> [SOURCE DOCUMENT]:
══════

Wowee it has been a little while. I left you last with tear filled eyes at Edith falls in the Northern Territory. I hadn’t forgotten about sharing my journey I promise… it’s just that it’s taken a good month to be able to type without the eyes filling up too much once again!

I feel like I’ve become the biggest, softest, blubbering mess on this adventure and how good it is to have time to cry. We spend our lives trying to ‘hold it together’ or ‘get over it’ so we can function at work and in daily life, when really we just need to take a break to feel and let it pass instead of allow it to accumulate… these tears eb and flow in emotion waves of pure joy and gratitude from the breath taking raw beauty and experience I am having. They flow in the holding of moments passed, the worry of scenarios that do not exist and the loneliness in deeply missing the ones I love. The welling of emotion from being so far away from family and friends I’ve found arises in two forms. The first form is the helpless of wanting nothing more than a hug and a conversation not through a screen or over the phone. This then generates into a smiling sob, a deep breath, and a presence to how lucky I am to be surrounded by such people. How lucky I am to have beautiful humans to love and return home to.

And then, there is the case of the Mango man. I’m not sure his visit was for better or worse. The extremely tough barrier I built up around my heart to get through our time apart got shot to pieces in those magical two weeks together and I have a feeling that barrier ain’t coming back. A glorious pulsating warmth in my chest that’s raw to touch with thought. From tears of happiness and grief of the memories made. Grateful and excited tears of future plans, to tears of longing for he does not exist in my physical reality.

══════

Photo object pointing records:

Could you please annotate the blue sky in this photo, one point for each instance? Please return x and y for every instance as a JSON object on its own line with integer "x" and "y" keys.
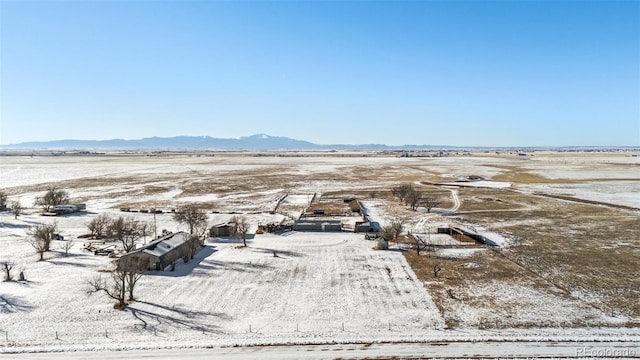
{"x": 457, "y": 73}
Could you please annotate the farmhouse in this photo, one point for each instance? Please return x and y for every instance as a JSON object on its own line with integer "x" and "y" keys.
{"x": 160, "y": 253}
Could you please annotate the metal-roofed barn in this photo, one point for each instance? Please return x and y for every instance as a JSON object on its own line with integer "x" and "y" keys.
{"x": 161, "y": 252}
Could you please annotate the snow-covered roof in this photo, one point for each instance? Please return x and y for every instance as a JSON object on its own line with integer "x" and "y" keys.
{"x": 165, "y": 244}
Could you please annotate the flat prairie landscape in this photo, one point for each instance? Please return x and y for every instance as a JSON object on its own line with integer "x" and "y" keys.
{"x": 563, "y": 264}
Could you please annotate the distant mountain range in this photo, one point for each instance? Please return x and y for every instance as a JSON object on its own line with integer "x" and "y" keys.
{"x": 254, "y": 142}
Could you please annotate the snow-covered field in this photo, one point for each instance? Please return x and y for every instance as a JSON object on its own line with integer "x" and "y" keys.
{"x": 320, "y": 288}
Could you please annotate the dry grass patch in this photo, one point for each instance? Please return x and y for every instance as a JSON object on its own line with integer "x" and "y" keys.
{"x": 592, "y": 251}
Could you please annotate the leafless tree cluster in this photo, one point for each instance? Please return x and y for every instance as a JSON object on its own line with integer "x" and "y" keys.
{"x": 413, "y": 197}
{"x": 54, "y": 196}
{"x": 3, "y": 200}
{"x": 66, "y": 246}
{"x": 17, "y": 208}
{"x": 123, "y": 281}
{"x": 393, "y": 230}
{"x": 241, "y": 227}
{"x": 127, "y": 230}
{"x": 7, "y": 266}
{"x": 98, "y": 226}
{"x": 40, "y": 237}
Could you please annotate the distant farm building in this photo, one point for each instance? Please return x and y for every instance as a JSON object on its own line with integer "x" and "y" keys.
{"x": 225, "y": 229}
{"x": 330, "y": 214}
{"x": 160, "y": 253}
{"x": 320, "y": 225}
{"x": 368, "y": 227}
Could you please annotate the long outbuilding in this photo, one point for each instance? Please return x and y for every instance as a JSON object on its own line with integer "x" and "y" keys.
{"x": 160, "y": 253}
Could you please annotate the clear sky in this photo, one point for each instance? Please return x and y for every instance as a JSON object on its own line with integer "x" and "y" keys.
{"x": 513, "y": 73}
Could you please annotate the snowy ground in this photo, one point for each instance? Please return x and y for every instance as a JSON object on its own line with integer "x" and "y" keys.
{"x": 320, "y": 288}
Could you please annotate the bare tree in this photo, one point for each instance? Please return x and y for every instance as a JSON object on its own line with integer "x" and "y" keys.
{"x": 98, "y": 226}
{"x": 7, "y": 266}
{"x": 233, "y": 222}
{"x": 429, "y": 202}
{"x": 387, "y": 232}
{"x": 127, "y": 230}
{"x": 54, "y": 196}
{"x": 114, "y": 289}
{"x": 392, "y": 230}
{"x": 17, "y": 208}
{"x": 3, "y": 200}
{"x": 194, "y": 244}
{"x": 418, "y": 243}
{"x": 397, "y": 224}
{"x": 243, "y": 228}
{"x": 413, "y": 198}
{"x": 436, "y": 269}
{"x": 41, "y": 237}
{"x": 194, "y": 218}
{"x": 66, "y": 246}
{"x": 39, "y": 245}
{"x": 133, "y": 268}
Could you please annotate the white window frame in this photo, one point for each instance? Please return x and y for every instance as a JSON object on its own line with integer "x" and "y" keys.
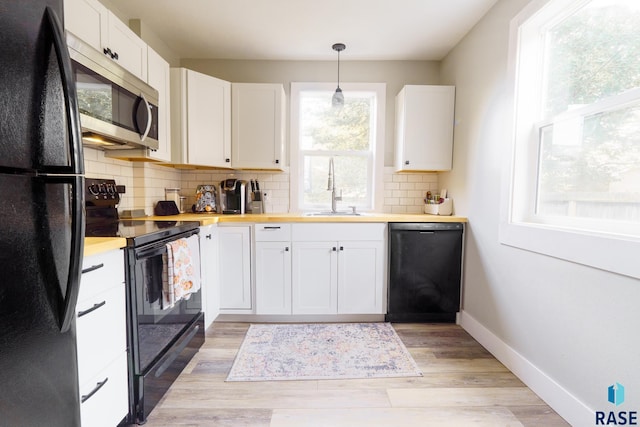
{"x": 296, "y": 169}
{"x": 613, "y": 250}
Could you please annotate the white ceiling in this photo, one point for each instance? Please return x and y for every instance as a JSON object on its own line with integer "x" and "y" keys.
{"x": 306, "y": 29}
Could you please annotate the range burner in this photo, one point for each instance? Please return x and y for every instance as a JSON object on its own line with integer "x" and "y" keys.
{"x": 102, "y": 197}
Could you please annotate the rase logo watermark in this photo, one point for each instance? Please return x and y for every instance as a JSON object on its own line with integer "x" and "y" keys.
{"x": 615, "y": 396}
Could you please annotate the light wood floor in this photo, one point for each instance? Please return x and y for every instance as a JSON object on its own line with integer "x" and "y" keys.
{"x": 463, "y": 385}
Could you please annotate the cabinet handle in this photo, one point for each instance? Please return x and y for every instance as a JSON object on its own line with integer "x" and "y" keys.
{"x": 98, "y": 386}
{"x": 89, "y": 310}
{"x": 92, "y": 268}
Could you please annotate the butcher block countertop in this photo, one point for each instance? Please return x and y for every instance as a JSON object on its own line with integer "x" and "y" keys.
{"x": 96, "y": 245}
{"x": 207, "y": 219}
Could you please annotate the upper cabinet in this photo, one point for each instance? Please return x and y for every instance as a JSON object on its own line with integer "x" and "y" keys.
{"x": 200, "y": 119}
{"x": 159, "y": 77}
{"x": 96, "y": 25}
{"x": 424, "y": 128}
{"x": 258, "y": 126}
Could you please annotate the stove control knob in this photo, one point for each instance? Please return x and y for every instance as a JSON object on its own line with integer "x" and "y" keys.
{"x": 94, "y": 189}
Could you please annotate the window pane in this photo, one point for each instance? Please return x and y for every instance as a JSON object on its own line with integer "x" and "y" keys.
{"x": 592, "y": 54}
{"x": 325, "y": 128}
{"x": 350, "y": 177}
{"x": 591, "y": 168}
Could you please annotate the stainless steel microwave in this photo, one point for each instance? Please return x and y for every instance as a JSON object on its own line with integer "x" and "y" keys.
{"x": 117, "y": 109}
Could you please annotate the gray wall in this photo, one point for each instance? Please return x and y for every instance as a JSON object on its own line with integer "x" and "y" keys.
{"x": 572, "y": 329}
{"x": 394, "y": 73}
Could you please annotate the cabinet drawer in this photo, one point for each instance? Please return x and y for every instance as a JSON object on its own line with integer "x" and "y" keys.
{"x": 101, "y": 331}
{"x": 100, "y": 272}
{"x": 273, "y": 232}
{"x": 338, "y": 232}
{"x": 108, "y": 404}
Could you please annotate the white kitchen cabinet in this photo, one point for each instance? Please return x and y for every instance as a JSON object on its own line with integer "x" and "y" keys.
{"x": 209, "y": 273}
{"x": 315, "y": 278}
{"x": 273, "y": 268}
{"x": 96, "y": 25}
{"x": 360, "y": 277}
{"x": 258, "y": 126}
{"x": 338, "y": 268}
{"x": 424, "y": 128}
{"x": 234, "y": 245}
{"x": 101, "y": 340}
{"x": 200, "y": 119}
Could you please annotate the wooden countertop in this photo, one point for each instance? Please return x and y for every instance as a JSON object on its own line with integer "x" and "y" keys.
{"x": 96, "y": 245}
{"x": 207, "y": 219}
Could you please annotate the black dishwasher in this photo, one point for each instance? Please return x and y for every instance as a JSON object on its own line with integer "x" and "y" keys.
{"x": 425, "y": 265}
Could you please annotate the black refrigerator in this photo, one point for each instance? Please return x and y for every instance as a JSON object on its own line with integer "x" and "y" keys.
{"x": 41, "y": 218}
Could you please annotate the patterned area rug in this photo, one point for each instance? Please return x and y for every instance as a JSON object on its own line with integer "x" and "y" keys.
{"x": 273, "y": 352}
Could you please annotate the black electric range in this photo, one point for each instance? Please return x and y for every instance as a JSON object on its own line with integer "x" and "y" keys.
{"x": 161, "y": 339}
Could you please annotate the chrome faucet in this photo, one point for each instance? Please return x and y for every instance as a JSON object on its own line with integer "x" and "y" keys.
{"x": 331, "y": 186}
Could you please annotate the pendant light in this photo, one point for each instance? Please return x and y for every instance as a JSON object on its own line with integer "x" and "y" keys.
{"x": 338, "y": 98}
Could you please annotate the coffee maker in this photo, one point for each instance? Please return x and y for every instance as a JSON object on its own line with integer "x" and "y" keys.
{"x": 233, "y": 196}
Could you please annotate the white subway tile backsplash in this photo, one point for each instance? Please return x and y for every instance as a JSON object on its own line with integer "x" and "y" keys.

══════

> [SET OF TASKS]:
- a) According to the blog excerpt, where did the writer last leave the reader with tear-filled eyes?
- b) List the three things that the blog excerpt says the writer's tears flow in.
- c) Print the portion of the blog excerpt that begins at the words "Wowee it has" and stops after the words "much once again!".

> [SOLUTIONS TO EACH TASK]:
- a) At Edith falls in the Northern Territory.

- b)
- The holding of moments passed
- The worry of scenarios that do not exist
- The loneliness in deeply missing the ones the writer loves

- c)
Wowee it has been a little while. I left you last with tear filled eyes at Edith falls in the Northern Territory. I hadn’t forgotten about sharing my journey I promise… it’s just that it’s taken a good month to be able to type without the eyes filling up too much once again!